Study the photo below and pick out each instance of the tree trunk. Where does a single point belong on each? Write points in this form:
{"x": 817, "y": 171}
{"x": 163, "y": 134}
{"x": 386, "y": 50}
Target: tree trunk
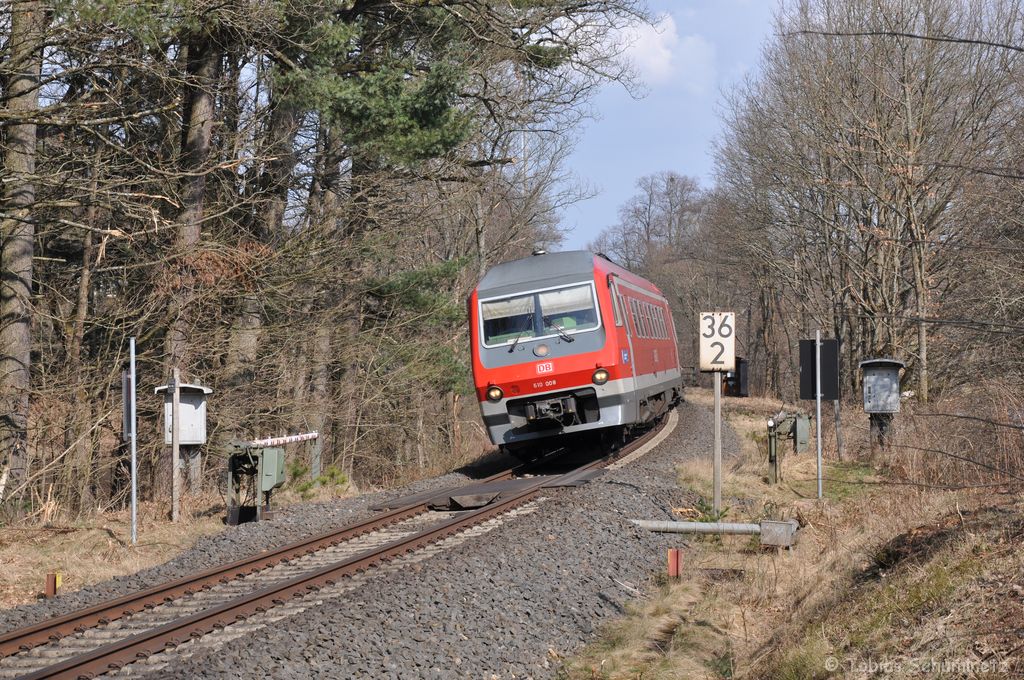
{"x": 203, "y": 60}
{"x": 17, "y": 234}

EXERCISE -
Retype the records above word for word, leaving out the pictures.

THE OUTPUT -
Study the photo below and pick out each instance of the tree trunk. Where does a single point belong on each? Write points in this form:
{"x": 817, "y": 171}
{"x": 163, "y": 134}
{"x": 386, "y": 50}
Target: tree trunk
{"x": 203, "y": 60}
{"x": 17, "y": 234}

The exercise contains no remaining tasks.